> **WHAT YOU SHOULD DO**
Please transcribe the entries below without changing a single character.

_____

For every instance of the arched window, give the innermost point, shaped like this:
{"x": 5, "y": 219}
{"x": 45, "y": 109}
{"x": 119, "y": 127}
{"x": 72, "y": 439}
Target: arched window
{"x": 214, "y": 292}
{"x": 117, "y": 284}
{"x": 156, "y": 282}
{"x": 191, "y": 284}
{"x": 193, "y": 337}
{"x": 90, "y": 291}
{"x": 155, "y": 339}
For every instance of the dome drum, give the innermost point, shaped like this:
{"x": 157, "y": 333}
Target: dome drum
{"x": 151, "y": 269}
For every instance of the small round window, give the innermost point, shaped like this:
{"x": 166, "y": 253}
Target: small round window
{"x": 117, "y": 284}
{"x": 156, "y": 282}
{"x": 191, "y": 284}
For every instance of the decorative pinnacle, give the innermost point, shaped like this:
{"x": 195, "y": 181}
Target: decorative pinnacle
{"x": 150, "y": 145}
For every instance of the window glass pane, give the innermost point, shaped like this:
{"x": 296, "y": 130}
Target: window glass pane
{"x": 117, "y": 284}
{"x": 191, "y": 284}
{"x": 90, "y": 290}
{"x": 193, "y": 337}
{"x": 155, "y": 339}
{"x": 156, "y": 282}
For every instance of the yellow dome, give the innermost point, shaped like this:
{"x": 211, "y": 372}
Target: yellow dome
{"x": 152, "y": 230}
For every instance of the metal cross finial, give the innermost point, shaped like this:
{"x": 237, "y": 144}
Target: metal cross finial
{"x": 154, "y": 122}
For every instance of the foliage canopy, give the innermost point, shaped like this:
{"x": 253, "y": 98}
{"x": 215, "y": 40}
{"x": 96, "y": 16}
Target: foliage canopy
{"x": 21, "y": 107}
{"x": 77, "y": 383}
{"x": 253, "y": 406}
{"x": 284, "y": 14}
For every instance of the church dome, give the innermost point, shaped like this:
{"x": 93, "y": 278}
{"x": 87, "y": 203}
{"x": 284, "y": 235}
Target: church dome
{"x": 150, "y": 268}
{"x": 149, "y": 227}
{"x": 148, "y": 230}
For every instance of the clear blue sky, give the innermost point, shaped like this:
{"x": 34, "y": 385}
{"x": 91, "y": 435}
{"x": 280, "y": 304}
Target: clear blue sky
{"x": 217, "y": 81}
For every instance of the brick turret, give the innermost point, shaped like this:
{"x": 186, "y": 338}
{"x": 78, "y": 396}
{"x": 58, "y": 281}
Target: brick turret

_____

> **ANSWER TO THIS TASK**
For every instance of the arched window, give the innermost point, shaped like this:
{"x": 5, "y": 219}
{"x": 45, "y": 109}
{"x": 119, "y": 127}
{"x": 72, "y": 439}
Target: arched window
{"x": 214, "y": 292}
{"x": 117, "y": 284}
{"x": 156, "y": 282}
{"x": 191, "y": 284}
{"x": 193, "y": 337}
{"x": 90, "y": 291}
{"x": 155, "y": 339}
For every instance of the dome drum, give the innermost point, shaped like this:
{"x": 157, "y": 333}
Target: dome drum
{"x": 151, "y": 269}
For every instance of the small round window, give the innermost point, shaped like this:
{"x": 166, "y": 253}
Target: small round window
{"x": 117, "y": 284}
{"x": 156, "y": 282}
{"x": 191, "y": 284}
For every instance of the decorative pinnacle, give the innermost point, shaped like this:
{"x": 195, "y": 181}
Target: decorative pinnacle
{"x": 150, "y": 145}
For every instance of the window glass pane, give the innermost point, shaped like this:
{"x": 296, "y": 130}
Target: window glass pane
{"x": 117, "y": 284}
{"x": 191, "y": 284}
{"x": 90, "y": 290}
{"x": 193, "y": 337}
{"x": 155, "y": 339}
{"x": 156, "y": 282}
For every instance of the yellow dome, give the innermost point, shaped like this:
{"x": 211, "y": 372}
Target: yellow dome
{"x": 152, "y": 230}
For every instance of the metal cross finial, give the innermost point, shaped like this:
{"x": 237, "y": 144}
Target: metal cross finial
{"x": 154, "y": 122}
For every instance of the foliage canopy, give the innermost point, shaped like this:
{"x": 253, "y": 98}
{"x": 215, "y": 40}
{"x": 96, "y": 16}
Target: foliage canopy
{"x": 21, "y": 107}
{"x": 77, "y": 383}
{"x": 253, "y": 406}
{"x": 284, "y": 14}
For every instance of the church dome, give the innermost point, shaped like this:
{"x": 93, "y": 278}
{"x": 87, "y": 203}
{"x": 284, "y": 235}
Target: church dome
{"x": 150, "y": 268}
{"x": 149, "y": 227}
{"x": 148, "y": 230}
For every instance of the clear blue sky, give the innermost point, shaped like this:
{"x": 34, "y": 385}
{"x": 91, "y": 435}
{"x": 280, "y": 304}
Target: clear blue sky
{"x": 217, "y": 81}
For every instance of the brick turret, give the innermost point, shaped like this:
{"x": 186, "y": 338}
{"x": 78, "y": 396}
{"x": 58, "y": 281}
Target: brick turret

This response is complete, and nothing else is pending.